**READING TEXT:**
Check out this new job ad (deadline Dec 16), if you are interested in working on the complexity of high-dimensional neural data (and how to ensure its anonymity) in this exciting new project with many colleagues from Uni Lübeck and companies around us.
This post is especially suited for talents looking for slight changes in their career trajectory (psychologists going data science, IT specialists going neuro/health, or such).
Holding already a doctoral degree is nice but not a strict must-have at this stage.
Hit me up with any questions you might have. — Jonas
Sleep is central for our ability to transform newly acquired information into stable memory traces. A process hypothesized to be mediated by unique brain oscillations found solely during sleep, first in foremost the <1 Hz slow oscillation, which initiate a reactivation of the information to be consolidated. But what is the temporal relation between sleep slow oscillations and memory reactivation?
Together with Bernhard Staresina from the University of Oxford, Hong-Viet V. Ngo recently published a study utilizing targeted memory reactivation (TMR): a technique to externally drive reactivation by exposing sleeping subjects to auditory reminder cues. Using this approach, they compared the impact of slow oscillation phase on the TMR outcome, i.e. they contrasted a cueing phase-locked to slow oscillation peaks (up-states) vs. cues presenting during slow oscillation troughs (or down-states). Their results show that up-state cueing led to a significantly lower forgetting than down-state cueing. Moreover, electrophysiological brain patterns reflecting reactivated information were more pronounced after up-state cueing. Altogether these results provide important insight for the endeavor to experimentally modulate memories during sleep.
You can find the full article here.
A ticking clock in the living room; an ambient music in the café; the footsteps of a passersby on the street – We are surrounded by a plethora of distracting events with regular temporal structures in daily life. Can we ignore these distractors better?

(Collected data)
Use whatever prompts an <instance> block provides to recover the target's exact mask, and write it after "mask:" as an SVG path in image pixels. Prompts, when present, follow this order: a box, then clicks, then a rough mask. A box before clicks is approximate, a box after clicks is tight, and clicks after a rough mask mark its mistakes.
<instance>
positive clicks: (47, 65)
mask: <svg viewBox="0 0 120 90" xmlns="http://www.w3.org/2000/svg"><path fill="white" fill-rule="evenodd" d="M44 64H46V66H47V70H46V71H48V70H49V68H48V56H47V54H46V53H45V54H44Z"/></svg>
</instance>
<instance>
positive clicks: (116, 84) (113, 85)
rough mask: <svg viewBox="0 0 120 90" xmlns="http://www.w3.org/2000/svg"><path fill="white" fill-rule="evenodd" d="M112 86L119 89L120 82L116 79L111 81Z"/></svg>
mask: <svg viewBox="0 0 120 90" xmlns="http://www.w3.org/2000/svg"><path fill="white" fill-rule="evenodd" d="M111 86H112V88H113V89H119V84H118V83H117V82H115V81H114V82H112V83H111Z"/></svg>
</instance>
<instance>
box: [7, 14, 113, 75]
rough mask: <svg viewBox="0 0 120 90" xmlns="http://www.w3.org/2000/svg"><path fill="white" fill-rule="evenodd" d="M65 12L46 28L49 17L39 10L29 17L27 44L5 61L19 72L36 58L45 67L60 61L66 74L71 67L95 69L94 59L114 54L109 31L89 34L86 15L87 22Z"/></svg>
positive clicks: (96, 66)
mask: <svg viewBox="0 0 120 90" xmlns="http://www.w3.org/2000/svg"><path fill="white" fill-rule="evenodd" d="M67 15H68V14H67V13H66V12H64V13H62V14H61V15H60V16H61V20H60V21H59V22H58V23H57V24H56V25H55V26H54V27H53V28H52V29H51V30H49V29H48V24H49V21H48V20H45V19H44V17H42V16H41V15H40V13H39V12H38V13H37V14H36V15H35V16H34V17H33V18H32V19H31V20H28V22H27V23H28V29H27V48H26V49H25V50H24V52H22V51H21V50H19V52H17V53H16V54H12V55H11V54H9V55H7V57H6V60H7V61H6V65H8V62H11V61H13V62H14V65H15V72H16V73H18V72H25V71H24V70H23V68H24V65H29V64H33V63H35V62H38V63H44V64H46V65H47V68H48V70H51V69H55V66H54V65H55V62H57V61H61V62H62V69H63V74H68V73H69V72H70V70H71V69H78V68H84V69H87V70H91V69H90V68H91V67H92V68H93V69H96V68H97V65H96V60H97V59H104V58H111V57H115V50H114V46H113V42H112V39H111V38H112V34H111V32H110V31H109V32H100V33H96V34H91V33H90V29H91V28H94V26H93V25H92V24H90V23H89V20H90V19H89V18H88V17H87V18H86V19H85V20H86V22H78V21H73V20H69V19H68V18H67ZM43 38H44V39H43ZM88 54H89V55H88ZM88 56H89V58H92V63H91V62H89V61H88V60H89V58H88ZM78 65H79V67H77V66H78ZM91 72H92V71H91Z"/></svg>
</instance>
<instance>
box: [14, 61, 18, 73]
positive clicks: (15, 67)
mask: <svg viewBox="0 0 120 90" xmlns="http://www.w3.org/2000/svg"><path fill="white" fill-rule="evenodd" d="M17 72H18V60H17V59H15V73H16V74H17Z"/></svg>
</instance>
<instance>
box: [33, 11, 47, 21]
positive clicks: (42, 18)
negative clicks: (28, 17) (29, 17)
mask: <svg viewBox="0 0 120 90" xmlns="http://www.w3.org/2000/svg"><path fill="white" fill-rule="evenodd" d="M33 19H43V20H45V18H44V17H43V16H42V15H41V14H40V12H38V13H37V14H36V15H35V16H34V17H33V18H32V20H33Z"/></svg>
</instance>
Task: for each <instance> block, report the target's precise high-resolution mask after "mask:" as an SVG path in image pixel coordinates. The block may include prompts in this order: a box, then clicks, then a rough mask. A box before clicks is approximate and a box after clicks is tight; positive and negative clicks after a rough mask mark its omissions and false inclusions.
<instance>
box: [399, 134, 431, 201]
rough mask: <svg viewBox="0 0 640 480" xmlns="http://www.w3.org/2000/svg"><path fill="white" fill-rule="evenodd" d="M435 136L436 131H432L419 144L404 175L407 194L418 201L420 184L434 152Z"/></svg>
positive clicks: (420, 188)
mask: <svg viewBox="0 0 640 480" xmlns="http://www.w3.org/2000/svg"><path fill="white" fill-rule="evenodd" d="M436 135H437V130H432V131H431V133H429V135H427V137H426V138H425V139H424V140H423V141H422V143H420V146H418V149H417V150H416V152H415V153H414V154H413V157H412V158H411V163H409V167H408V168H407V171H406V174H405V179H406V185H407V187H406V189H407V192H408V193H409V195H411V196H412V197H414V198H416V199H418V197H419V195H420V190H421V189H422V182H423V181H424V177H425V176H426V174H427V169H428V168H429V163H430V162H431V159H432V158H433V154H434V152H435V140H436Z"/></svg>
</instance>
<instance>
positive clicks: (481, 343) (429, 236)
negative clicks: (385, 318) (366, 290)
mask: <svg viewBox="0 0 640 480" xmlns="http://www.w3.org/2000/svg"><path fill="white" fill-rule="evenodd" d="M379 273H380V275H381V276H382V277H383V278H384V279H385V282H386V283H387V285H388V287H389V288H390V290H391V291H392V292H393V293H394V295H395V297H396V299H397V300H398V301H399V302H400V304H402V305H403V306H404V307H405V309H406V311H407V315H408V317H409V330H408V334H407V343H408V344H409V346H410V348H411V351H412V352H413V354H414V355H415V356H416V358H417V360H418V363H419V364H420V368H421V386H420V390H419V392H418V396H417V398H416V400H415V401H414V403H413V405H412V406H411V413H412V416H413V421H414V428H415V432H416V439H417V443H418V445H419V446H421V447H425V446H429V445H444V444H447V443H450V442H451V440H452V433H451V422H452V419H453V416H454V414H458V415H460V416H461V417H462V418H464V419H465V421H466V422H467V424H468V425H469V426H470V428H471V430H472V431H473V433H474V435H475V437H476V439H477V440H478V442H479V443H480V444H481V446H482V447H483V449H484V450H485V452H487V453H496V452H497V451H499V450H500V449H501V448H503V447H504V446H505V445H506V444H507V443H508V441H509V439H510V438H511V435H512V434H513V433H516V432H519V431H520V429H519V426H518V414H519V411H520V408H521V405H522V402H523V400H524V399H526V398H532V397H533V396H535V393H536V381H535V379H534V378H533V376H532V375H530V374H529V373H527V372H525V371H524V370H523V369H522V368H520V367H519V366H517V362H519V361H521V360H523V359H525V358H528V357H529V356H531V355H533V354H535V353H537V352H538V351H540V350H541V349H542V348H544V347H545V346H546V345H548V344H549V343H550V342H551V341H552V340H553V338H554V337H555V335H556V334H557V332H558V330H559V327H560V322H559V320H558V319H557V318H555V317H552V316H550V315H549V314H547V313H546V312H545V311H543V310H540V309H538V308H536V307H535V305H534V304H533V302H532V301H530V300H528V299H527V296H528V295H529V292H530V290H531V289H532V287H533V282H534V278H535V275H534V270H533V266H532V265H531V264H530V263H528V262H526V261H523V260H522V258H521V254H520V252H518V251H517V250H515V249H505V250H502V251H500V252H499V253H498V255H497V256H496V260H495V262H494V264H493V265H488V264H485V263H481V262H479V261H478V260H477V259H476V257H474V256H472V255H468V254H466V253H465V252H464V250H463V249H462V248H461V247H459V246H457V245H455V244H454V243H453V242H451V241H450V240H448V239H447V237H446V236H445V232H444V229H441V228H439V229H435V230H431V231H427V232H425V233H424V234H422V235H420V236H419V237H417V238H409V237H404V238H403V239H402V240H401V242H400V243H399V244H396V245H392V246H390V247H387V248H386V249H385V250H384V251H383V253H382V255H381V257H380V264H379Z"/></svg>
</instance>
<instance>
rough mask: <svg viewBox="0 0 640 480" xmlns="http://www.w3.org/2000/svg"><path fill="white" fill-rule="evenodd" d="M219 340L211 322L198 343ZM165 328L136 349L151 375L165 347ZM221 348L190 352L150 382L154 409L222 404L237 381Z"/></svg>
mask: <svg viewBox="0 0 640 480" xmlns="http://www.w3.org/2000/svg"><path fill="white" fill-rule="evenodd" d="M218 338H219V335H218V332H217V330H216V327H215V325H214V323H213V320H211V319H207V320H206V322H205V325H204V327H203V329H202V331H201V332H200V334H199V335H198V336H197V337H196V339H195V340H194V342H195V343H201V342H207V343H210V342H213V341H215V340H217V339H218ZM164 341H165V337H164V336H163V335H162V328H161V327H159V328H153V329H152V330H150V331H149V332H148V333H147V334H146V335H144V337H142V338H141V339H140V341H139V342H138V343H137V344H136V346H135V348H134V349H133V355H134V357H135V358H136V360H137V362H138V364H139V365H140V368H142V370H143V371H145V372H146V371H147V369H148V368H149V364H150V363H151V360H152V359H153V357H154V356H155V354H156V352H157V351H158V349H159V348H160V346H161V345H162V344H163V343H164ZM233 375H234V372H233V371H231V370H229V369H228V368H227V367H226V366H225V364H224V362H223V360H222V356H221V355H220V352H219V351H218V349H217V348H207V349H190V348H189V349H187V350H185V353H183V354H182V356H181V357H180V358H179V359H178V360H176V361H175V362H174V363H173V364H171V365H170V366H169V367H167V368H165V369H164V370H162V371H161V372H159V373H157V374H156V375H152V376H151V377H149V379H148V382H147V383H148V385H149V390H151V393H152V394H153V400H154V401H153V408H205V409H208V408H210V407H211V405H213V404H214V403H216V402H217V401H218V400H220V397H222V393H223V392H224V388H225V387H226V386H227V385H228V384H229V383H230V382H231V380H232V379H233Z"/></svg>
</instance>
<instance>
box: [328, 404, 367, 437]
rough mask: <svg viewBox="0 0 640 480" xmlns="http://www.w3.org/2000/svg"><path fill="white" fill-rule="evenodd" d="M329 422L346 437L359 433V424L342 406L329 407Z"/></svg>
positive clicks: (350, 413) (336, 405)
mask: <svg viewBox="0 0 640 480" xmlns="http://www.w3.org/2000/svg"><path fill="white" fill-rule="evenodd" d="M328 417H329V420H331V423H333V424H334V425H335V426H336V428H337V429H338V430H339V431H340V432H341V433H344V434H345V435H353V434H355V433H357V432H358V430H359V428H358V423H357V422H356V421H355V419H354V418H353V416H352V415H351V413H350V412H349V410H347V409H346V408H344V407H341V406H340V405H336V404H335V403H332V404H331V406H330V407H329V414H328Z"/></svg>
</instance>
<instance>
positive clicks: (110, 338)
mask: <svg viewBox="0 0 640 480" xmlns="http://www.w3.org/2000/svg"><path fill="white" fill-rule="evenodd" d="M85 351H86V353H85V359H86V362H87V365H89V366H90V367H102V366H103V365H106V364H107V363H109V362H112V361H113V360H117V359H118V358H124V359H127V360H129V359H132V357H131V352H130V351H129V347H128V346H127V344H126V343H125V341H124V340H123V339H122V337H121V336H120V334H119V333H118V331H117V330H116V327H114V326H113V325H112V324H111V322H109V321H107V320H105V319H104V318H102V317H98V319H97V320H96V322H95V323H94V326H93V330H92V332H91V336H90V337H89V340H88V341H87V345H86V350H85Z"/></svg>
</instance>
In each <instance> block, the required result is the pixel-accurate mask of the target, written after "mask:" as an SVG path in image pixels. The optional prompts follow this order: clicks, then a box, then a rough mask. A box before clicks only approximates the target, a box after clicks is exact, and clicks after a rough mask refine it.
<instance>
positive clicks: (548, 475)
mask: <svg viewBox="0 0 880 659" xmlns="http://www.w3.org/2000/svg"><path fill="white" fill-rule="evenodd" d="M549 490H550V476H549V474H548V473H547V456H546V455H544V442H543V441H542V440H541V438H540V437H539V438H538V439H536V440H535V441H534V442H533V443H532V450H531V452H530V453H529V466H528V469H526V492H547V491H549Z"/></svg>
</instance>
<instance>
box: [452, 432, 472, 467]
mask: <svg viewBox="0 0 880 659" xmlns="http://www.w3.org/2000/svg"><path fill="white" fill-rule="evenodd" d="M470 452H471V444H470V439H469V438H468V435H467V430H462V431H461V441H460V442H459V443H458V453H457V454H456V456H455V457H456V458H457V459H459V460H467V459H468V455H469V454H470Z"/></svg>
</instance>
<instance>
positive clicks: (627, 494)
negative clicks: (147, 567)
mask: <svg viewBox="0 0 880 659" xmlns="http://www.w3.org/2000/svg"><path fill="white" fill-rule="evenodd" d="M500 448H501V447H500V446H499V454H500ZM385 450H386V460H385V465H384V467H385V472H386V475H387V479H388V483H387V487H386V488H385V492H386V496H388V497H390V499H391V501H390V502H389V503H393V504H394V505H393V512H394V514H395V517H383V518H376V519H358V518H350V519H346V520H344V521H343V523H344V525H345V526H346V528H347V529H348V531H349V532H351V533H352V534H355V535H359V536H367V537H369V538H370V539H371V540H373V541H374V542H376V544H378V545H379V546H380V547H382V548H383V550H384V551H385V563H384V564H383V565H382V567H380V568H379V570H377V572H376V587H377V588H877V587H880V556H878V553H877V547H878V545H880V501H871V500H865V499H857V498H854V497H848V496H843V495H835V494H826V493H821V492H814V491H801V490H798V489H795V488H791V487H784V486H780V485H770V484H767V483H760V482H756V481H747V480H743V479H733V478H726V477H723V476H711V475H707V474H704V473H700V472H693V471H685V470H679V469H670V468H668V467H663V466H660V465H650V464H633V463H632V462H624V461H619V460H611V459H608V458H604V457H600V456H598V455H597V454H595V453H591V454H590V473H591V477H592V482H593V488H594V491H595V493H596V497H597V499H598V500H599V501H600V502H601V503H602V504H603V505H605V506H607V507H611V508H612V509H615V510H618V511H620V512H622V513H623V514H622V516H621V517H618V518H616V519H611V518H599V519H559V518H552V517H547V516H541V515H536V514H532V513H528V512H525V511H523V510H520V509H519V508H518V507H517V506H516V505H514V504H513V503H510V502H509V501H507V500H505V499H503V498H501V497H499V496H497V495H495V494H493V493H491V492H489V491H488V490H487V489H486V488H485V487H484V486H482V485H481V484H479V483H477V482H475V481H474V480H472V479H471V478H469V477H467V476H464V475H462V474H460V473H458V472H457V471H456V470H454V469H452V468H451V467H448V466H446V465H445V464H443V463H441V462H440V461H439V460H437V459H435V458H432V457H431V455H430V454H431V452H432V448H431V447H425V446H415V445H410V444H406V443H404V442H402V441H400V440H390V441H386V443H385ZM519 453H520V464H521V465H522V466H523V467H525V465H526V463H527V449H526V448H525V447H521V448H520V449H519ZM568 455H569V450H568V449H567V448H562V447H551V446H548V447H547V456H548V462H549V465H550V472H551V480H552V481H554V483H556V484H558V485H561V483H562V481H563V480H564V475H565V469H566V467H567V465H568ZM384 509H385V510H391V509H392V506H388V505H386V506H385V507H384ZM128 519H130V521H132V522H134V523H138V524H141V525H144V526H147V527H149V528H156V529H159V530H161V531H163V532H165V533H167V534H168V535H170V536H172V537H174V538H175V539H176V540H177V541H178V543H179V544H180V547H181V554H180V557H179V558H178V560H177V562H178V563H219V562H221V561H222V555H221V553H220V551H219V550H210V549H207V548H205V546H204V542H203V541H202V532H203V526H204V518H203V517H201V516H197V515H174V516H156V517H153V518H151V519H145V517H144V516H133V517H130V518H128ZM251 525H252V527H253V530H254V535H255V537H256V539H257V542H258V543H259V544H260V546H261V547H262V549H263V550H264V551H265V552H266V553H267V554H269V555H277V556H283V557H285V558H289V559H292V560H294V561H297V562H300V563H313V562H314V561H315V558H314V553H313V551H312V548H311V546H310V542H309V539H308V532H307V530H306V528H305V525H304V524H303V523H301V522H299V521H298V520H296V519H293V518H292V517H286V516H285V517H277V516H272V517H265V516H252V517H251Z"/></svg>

**TASK INSTRUCTIONS:**
[A] Rewrite the stretch of the lab news text from "This post is" through "neuro/health, or such).", updating "data science" to "machine learning".
[B] How might the lab news text go on after its final sentence? Write the next part.
The lines have nothing to do with the lab news text.

**RESULTS FOR EACH TASK:**
[A]
This post is especially suited for talents looking for slight changes in their career trajectory (psychologists going machine learning, IT specialists going neuro/health, or such).

[B]
Troby Ka-Yan Lui and Malte Wöstmann recently published a study on the effect of temporally regular versus irregular distractors on the ability to maintain items in memory. Surprisingly, they found that the temporal regularity of distractors did not have an effect on participant’s memory performance. Instead, they found an effect of the temporal regularity of distractors on response behaviour – participants were faster and more biased in responding whether the current number matched with the number in memory.
These results have theoretical implications: external distraction may have a more pervasive influence on different aspects of cognitive processes than memory maintenance. The article will soon be available in Scientific Reports.
Attention lets us focus our limited cognitive resources on behaviorally important information. Less obvious is that attention also helps us to hold information in memory with high precision. But how does the brain implement this directed attention to memory, and what behavioural benefits does it yield for us humans?
Former postdoc Sung-Joo Lim (now at Binghamton University), Jonas Obleser, and a team of collaborators from Oldenburg (Christiane Thiel) and Leipzig (Bernhard Sehm, Lorenz Deserno, and Jöran Lepsien) have now a new article on this old problem, to appear in NeuroImage.
Using the changes in brain blood oxygenation as measured with fMRI, this study demonstrates that attention enables memory maintenance of speech sound information across multiple brain regions. A speech-sensitive brain region in the temporal lobe (the left superior temporal sulcus) contributes the most in predicting the individual gain in recall precision of auditory objects from memory. This study highlights that functionally discrete brain regions work together in maintaining and attentionally enhancing working memory information, but they exert differental influences depending on their functional specializations.